Supplied text.
Oxidative stress, characterized by elevated reactive species and diminished antioxidant defences, is implicated in cellular damage and has been consistently observed in schizophrenia [61]. Research assessing oxidative stress in schizophrenia has utilising several peripheral biomarkers like reduced plasma antioxidant and glutathione levels and diminished antioxidant enzymes activities including superoxide dismutase (SOD) and glutathione peroxidase [61]. Studies indicate that patients with acute coronary syndrome exhibit significantly lower SOD levels compared to healthy controls, with NSTEMI patients showing even lower levels than STEMI patients, suggesting more severe oxidative stress [62]. The reduced SOD and catalase levels may result from increased utilization to neutralize free radicals generated during myocardial ischemia, reflecting a depletion of antioxidant defenses [62]. In addition, approximately one-third of schizophrenia patients exhibit pronounced redox dysregulation, with acute-phase polyunsaturated fatty acid (PUFA) deficits and detrimental responses to eicosapentanoate (EPA) or vitamin E and C, although these effects stabilize during remission, marked by persistent redox imbalance in low-PUFA subgroups [63,64]. A reduced serum PUFA level has been shown to an increased risk of cardiovascular events including myocardial infarction [65].

Genome-wide association studies demonstrated shared genetic variants associated with schizophrenia and cardiovascular diseases due to the similar pathophysiology of inflammation and metabolism [66]. Four distinct genetic loci (rs35044849, rs3118357, rs9257136, and rs9257248) have demonstrated significant colocalization between schizophrenia and cardiovascular disease, suggesting that these variants may influence both cardiovascular and neurological systems [67]. The shared genetic loci highlights a potential role for this locus in the heart-brain axis through the regulation of CX3CL1 expression which is a chemokine that implicated in immune responses and neuroinflammation, potentially linking cardiovascular disease and schizophrenia [67]. CX3CL1 is overexpressed in atherosclerotic plaques, contributing to their formation and progression by recruiting inflammatory cells like monocytes to vascular walls leading to an increased risks of myocardial infarction [68]. In addition, elevated CX3CL1 levels have been observed in heart failure patients, correlating with increased risk of cardiac dysfunction through mechanisms involving inflammation and tissue remodeling [69]. Furthermore, the association rs35044849 with various schizophrenia phenotypes and proHB-EGF reduces cardiac contractility, causes interstitial fibrosis and exacerbate cardiac remodeling after myocardial infarction leading to worsening cardiac function [67].

Data extract.

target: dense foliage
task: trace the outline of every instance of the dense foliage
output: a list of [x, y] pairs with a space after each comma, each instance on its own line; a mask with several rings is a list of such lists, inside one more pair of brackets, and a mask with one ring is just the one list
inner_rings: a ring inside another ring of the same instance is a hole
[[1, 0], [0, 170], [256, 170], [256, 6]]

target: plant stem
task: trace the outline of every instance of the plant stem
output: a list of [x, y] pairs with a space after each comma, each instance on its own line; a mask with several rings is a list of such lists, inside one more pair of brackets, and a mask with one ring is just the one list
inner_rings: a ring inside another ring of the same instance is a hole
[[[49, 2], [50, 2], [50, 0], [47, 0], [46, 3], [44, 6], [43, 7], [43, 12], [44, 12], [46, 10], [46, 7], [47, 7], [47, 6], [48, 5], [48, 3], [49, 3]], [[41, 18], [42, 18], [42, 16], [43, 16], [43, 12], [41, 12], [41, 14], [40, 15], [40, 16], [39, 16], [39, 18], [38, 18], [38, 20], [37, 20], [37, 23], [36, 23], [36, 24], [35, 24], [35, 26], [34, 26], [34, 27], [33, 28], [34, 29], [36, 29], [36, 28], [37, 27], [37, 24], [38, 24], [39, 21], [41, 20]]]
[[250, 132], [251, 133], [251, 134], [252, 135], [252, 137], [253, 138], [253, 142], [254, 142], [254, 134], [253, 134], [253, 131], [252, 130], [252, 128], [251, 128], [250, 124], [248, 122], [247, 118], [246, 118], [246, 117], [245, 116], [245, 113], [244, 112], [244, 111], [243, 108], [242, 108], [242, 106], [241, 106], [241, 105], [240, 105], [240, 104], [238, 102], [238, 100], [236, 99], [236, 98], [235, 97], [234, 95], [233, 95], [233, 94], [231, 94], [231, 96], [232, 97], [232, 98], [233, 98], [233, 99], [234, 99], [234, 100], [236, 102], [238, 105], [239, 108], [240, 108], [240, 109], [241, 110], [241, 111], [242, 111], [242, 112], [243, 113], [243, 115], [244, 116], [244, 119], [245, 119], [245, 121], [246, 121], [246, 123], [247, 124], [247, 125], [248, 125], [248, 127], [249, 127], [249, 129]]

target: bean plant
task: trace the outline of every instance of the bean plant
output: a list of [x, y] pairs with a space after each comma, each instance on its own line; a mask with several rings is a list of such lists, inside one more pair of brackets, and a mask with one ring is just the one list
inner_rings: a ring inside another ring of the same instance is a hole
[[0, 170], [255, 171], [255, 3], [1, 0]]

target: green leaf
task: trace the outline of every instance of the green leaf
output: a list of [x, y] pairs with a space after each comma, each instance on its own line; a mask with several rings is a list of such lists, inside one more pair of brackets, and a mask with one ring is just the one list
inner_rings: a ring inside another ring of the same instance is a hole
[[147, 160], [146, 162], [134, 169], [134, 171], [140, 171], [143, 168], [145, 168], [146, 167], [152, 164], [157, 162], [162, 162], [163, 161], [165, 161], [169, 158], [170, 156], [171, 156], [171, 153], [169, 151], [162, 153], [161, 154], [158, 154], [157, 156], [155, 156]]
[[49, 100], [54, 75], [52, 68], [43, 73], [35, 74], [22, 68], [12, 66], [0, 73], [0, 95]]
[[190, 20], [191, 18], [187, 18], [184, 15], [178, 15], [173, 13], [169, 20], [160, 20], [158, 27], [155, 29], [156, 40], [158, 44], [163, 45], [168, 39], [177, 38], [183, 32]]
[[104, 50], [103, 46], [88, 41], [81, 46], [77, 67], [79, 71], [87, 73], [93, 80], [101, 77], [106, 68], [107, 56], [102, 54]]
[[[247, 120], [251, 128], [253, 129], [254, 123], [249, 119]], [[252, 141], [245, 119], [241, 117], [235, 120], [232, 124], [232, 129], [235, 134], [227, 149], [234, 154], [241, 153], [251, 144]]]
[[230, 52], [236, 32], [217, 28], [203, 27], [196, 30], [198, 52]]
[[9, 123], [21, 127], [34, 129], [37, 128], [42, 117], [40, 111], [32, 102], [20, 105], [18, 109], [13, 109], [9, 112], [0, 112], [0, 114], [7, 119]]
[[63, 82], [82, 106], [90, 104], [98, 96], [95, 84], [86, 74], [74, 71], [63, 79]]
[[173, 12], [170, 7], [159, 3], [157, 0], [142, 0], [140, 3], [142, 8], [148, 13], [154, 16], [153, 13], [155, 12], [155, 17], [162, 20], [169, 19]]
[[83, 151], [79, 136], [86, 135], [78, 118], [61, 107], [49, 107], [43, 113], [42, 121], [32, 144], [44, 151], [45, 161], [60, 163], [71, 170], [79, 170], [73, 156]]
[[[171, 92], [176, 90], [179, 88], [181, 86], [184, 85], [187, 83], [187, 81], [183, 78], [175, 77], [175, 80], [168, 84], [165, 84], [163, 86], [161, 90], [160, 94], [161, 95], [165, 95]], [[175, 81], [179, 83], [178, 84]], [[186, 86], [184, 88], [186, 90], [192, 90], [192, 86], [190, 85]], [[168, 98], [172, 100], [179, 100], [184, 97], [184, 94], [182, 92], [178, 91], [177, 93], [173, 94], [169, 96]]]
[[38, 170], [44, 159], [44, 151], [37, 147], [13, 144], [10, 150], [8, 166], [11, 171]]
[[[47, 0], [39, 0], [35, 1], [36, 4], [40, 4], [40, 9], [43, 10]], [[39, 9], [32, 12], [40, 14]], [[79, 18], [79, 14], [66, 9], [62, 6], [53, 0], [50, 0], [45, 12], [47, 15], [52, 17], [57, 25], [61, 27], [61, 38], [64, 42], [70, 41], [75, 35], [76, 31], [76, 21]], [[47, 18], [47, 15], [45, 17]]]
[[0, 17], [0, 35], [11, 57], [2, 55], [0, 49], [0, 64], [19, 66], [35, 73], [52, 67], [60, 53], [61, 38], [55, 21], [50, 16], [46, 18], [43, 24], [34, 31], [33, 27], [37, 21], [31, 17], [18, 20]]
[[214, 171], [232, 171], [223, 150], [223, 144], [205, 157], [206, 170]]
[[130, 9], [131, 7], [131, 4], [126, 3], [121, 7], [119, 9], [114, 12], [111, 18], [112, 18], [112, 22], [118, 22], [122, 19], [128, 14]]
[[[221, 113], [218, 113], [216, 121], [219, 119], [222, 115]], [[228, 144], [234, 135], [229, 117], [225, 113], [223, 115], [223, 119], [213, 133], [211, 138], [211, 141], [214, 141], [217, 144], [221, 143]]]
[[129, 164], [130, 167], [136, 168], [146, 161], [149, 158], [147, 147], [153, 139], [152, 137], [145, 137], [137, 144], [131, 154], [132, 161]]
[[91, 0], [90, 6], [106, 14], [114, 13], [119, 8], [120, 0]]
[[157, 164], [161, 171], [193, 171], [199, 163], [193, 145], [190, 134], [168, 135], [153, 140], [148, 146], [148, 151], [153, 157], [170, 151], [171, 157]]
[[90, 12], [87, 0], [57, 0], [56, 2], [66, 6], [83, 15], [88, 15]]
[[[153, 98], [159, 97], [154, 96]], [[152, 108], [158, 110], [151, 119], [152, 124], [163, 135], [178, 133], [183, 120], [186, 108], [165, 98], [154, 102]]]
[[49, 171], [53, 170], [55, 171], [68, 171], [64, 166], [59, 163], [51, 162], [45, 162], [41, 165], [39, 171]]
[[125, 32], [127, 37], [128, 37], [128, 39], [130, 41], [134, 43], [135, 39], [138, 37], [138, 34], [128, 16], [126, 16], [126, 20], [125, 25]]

Required action 1. List every genetic locus the passage on schizophrenia and heart disease names by its ID.
Required action 2. Pick up the passage on schizophrenia and heart disease after its last sentence and keep writing it.
The listing is separate from the passage on schizophrenia and heart disease.

Response box 1. rs35044849, rs3118357, rs9257136, rs9257248

Response box 2.
Figure 3. Pathophysiology of myocardial infarction and schizophrenia. IL: interleukin, PUFA: polyunsaturated fatty acid, SOD: superoxide dismutase.

Figure 3. Pathophysiology of myocardial infarction and schizophrenia. IL: interleukin, PUFA: polyunsaturated fatty acid, SOD: superoxide dismutase.

5. Conclusions

This review highlights the bidirectional relationship between MI and major psychiatric conditions. The shared pathophysiological mechanisms, such as inflammation, oxidative stress, neurohormonal dysregulation, and genetic factors, underlie this connection between MI and psychiatric illnesses. Advancements in understanding the pathophysiological mechanisms provide critical insights regarding the complexity of managing patients with comorbid MI and psychiatric disorders. Further research is essential to identify targeted interventions addressing these shared mechanisms to improve both mental and cardiovascular diseases. A holistic approach incorporating multidisciplinary care, early diagnosis, and innovative therapeutic strategies is essential for optimizing outcomes in this vulnerable population.